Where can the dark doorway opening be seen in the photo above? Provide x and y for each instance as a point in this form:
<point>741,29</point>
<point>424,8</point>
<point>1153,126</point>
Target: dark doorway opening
__________________________________________________
### Your task
Duplicate every line of the material above without changing a single character.

### Exercise solution
Where can the dark doorway opening be seen in the photo above? Provide x and y for each instance as a point in this form:
<point>741,29</point>
<point>424,8</point>
<point>1153,126</point>
Target: dark doorway opening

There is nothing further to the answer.